WHAT IS EXPECTED
In the article below on American Pharoah's Triple Crown, turn the paragraph beginning "It was a bay colt named American Pharoah" into a short bulleted list that keeps its main facts.
----- DOCUMENT SECTION -----
How did you imagine a Triple Crown would feel? With a blazing Belmont, American Pharoah made the end of a 37-year drought even sweeter than we hoped
How did you imagine a Triple Crown would feel? With a blazing Belmont, American Pharoah made the end of a 37-year drought even sweeter than we hoped
June 15, 2015

AND SO in the long shadows of an early evening in the 37th June since the last, the last, the last—and my God, the last—at a venerable place where hope and desperation had so often melted into painful defeat, history finally let go. The moment unfolded as if from another time, asking a sport to keep hanging on to faith that had been lost in too many disappointments, too many euphoric buildups that had crashed in failure and sent its fans sulking into the darkness, unfulfilled. Horse racing was stuck on the same, yellowed page: So many times the Triple Crown had seemed at hand and so many times cruel reality had dropped a hammer at old Belmont Park, leaving a generation and more with no legend of its own to pass along, just musty recollections that grew more distant by the year.

It was a bay colt named American Pharoah who finally set them free. At 6:52 last Saturday night he won the 147th running of the Belmont Stakes and became the 12th horse to sweep racing's Triple Crown (winning the Kentucky Derby, the Preakness Stakes and the Belmont Stakes in the same year), mercifully ending the drought that had held racing hostage since 1978, when Affirmed held off Alydar in the stretch at Belmont to claim the third Triple Crown of the decade. Twelve horses had since run to victory in the Kentucky Derby and the Preakness, only to fail in the Belmont. (A 13th, I'll Have Another, won the first two legs in 2012 but was scratched from the Belmont with an injury.) Twelve horses had lost in every imaginable way and many in the sport had begun to whisper that perhaps there would never be another Triple Crown.
----- EXTRACTED DATA -----
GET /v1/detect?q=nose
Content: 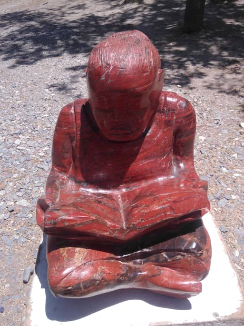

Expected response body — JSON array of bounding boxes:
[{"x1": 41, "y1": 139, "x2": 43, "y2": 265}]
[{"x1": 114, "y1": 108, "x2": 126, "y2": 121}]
-----
----- EXTRACTED DATA -----
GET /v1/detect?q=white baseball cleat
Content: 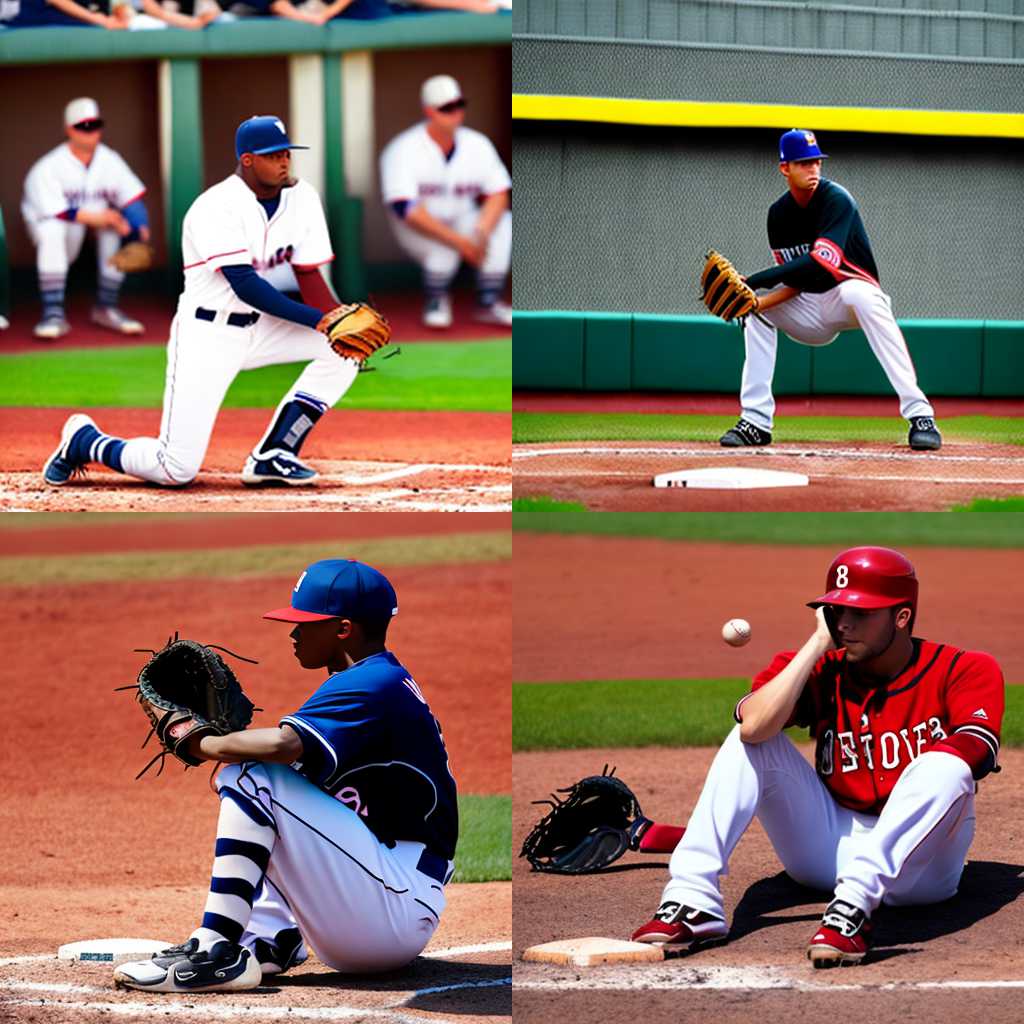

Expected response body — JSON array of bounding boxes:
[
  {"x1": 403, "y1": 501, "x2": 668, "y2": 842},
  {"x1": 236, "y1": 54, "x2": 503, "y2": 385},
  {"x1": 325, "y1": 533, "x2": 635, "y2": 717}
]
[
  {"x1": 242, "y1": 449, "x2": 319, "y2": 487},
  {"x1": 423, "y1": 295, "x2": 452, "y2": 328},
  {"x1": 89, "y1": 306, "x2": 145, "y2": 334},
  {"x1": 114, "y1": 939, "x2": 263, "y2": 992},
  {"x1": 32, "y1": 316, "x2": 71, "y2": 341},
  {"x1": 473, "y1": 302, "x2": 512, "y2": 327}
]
-----
EXERCISE OUTPUT
- American Pharoah, a bay colt, won the 147th Belmont Stakes at 6:52 last Saturday night.
- He became the 12th horse to sweep the Triple Crown: the Kentucky Derby, Preakness Stakes and Belmont Stakes in the same year.
- His win ended a drought that began in 1978, when Affirmed held off Alydar at Belmont for the decade's third Triple Crown.
- Since then, 12 horses had won the Derby and Preakness but lost the Belmont.
- A 13th, I'll Have Another, won the first two races in 2012 but was scratched from the Belmont with an injury.
- Many in the sport had begun to whisper that there might never be another Triple Crown.